*** Opening of Source passage ***

ACQUIRED SALES CORP.
(Exact name of registrant as specified in its charter)
 
Nevada
 
87-0479286
(State or other jurisdiction of incorporation or organization)
 
(I.R.S. Employer Identification No.)
 
 
 
31 N. Suffolk Lane, Lake Forest, Illinois
 
60045
(Address of principal executive offices)
 
(Zip Code)
 
 
 (801) 772-0438
(Registrant’s telephone number, including area code)

 
Check the appropriate box below if the Form 8-K filing is intended to simultaneously satisfy the filing obligation of the registrant under any of the following provisions ( see General Instruction A.2. below):
 
 
¨
Written communications pursuant to Rule 425 under the Securities Act (17 CFR 230.425)
 
 
¨
Soliciting material pursuant to Rule 14a-12 under the Exchange Act (17 CFR 240.14a-12)
 
 
¨
Pre-commencement communications pursuant to Rule 14d-2(b) under the Exchange Act (17 CFR 240.14d-2(b))
 
 
¨
Pre-commencement communications pursuant to Rule 13e-4(c) under the Exchange Act (17 CFR 240.13e-4(c))
[Missing Graphic Reference]

 
 

 

Item 1.01.                      Entry Into A Material Definitive Agreement.

On or about July 25, 2007 (the “Closing”), we sold 1,166,497 shares of our restricted common stock to the Roberti Jacobs Family Trust u/a/d 11-11-99 for $100,000. The 1,166,497 shares of our common stock represents 20% of our outstanding common stock.

*** Close of Source passage ***

Decide whether each statement agrees with the Form 8-K excerpt, answering yes or no and quoting the deciding words of the excerpt: (a) The restricted shares were sold for $100,000. (b) The shares sold amount to 25% of the outstanding common stock. (c) The principal executive offices are in Lake Forest, Illinois. The items are separate material, unrelated to the Form 8-K excerpt.

*** Opening of Source data ***

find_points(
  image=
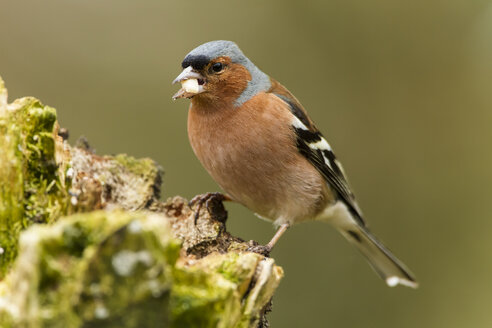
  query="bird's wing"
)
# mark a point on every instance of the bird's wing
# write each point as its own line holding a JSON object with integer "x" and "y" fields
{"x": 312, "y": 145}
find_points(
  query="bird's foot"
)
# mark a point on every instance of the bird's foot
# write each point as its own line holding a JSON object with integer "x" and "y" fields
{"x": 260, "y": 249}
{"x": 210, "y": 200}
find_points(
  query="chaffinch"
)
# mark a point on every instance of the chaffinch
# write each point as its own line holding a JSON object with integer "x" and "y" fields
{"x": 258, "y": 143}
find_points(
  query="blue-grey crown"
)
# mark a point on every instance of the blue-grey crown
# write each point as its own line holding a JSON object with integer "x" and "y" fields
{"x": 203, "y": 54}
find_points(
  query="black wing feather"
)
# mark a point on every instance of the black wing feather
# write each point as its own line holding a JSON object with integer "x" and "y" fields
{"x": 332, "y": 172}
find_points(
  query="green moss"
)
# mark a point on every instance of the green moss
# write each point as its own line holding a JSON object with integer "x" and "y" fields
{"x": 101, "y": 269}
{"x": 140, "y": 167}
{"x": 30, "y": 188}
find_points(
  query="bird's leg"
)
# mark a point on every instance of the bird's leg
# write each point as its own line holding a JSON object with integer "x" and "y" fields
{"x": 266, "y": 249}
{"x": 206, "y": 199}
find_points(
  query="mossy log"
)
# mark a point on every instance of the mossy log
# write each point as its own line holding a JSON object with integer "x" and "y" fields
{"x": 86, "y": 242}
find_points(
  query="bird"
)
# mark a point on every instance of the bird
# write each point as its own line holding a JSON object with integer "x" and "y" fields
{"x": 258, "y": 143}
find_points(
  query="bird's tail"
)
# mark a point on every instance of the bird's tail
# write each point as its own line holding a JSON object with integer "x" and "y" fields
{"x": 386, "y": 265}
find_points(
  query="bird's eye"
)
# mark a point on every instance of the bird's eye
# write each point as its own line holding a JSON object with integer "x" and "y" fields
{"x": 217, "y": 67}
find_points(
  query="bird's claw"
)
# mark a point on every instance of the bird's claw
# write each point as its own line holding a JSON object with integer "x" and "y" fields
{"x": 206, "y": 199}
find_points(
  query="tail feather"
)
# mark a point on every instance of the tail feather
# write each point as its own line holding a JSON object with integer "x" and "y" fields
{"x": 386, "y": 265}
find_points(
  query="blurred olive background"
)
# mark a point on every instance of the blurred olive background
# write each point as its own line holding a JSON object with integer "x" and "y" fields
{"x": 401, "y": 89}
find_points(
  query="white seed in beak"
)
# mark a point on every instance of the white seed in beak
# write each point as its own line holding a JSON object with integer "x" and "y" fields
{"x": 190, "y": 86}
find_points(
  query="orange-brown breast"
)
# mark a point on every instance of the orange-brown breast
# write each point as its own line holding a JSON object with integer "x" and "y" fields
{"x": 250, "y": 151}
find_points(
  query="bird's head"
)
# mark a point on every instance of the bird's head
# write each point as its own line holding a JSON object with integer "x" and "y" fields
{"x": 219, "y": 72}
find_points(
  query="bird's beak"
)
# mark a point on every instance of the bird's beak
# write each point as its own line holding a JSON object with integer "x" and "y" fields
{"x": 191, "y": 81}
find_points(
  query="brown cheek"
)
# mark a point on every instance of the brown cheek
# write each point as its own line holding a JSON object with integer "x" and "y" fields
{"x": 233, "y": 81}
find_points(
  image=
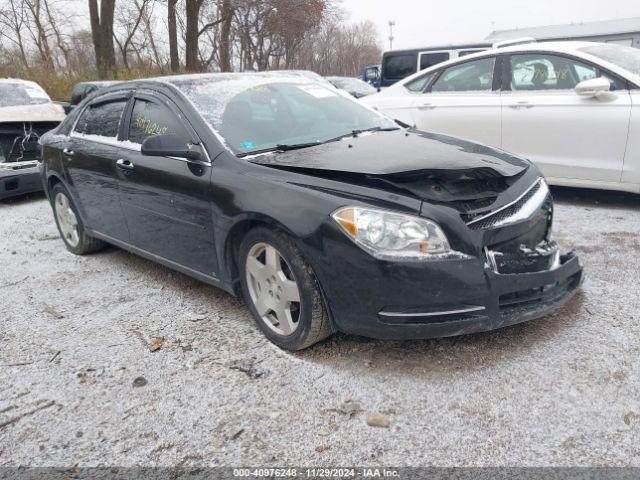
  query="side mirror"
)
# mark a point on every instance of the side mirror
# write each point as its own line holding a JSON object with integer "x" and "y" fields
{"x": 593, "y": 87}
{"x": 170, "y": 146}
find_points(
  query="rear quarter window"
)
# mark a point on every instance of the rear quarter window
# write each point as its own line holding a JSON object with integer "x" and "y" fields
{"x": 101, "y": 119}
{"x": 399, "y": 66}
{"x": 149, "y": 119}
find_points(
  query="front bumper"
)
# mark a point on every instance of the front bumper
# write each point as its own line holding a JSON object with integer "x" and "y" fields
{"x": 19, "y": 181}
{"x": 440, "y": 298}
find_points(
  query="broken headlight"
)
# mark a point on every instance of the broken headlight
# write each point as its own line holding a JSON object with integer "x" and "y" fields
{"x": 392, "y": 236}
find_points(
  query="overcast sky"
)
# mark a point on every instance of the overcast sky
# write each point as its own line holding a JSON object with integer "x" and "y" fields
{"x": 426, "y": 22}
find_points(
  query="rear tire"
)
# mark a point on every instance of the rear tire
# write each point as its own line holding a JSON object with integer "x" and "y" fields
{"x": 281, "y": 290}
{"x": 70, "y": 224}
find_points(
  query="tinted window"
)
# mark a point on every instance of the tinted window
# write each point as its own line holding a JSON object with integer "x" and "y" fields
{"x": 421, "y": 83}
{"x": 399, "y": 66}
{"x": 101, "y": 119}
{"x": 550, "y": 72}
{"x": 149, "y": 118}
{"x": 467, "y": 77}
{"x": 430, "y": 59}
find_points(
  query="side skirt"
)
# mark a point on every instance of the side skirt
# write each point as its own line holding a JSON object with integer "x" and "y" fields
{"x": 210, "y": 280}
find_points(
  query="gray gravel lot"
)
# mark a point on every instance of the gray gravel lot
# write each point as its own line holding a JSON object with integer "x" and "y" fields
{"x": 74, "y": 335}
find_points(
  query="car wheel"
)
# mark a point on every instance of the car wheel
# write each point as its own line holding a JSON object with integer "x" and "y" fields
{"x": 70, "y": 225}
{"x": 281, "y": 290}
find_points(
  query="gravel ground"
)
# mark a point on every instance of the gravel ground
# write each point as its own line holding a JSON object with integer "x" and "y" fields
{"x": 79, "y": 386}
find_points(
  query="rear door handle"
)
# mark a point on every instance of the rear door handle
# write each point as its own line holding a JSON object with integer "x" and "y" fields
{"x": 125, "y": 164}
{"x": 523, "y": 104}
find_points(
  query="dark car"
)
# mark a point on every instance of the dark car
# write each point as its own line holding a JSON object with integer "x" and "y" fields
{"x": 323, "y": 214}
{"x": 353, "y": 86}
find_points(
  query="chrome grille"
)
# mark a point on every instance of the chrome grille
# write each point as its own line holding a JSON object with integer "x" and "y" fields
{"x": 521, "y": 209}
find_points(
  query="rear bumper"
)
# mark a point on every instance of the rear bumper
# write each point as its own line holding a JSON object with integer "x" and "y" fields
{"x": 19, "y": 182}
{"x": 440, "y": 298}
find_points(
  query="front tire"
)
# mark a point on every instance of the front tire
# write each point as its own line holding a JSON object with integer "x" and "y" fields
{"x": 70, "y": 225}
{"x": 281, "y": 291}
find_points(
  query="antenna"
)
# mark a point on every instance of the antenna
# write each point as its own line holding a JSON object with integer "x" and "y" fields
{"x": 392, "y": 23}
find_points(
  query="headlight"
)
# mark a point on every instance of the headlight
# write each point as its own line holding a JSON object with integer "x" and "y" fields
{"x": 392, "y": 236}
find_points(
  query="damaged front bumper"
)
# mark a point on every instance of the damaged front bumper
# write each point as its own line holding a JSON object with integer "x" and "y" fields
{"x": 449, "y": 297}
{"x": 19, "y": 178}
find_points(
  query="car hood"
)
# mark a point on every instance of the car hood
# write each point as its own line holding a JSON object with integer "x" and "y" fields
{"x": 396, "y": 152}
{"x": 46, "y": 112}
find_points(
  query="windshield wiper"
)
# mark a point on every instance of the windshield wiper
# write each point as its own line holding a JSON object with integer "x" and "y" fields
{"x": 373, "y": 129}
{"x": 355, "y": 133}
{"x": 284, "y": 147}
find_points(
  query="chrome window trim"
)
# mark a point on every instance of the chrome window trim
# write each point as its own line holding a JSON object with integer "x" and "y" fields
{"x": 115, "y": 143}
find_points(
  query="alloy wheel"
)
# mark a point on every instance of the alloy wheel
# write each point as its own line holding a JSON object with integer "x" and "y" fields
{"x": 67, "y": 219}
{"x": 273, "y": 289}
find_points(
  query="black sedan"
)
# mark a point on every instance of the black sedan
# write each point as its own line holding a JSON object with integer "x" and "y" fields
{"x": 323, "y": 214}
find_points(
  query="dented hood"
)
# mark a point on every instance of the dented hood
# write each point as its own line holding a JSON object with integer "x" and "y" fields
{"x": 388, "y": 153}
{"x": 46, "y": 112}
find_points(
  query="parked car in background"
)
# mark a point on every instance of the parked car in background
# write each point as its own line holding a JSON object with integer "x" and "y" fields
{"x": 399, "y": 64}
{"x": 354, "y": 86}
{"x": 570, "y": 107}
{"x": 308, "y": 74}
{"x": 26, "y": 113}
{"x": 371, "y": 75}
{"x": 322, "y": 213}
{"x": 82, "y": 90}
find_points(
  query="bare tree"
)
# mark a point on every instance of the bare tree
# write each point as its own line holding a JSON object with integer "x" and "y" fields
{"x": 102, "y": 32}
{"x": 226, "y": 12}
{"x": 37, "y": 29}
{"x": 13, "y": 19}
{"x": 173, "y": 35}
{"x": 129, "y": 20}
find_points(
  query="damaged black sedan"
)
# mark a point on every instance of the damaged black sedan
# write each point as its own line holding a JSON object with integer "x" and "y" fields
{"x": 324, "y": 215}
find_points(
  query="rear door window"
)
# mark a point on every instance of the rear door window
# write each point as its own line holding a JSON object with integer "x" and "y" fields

*** Close of Source data ***

» **Solution to the problem**:
(a) Yes: "for $100,000."
(b) No: "represents 20% of our outstanding common stock."
(c) Yes: "31 N. Suffolk Lane, Lake Forest, Illinois"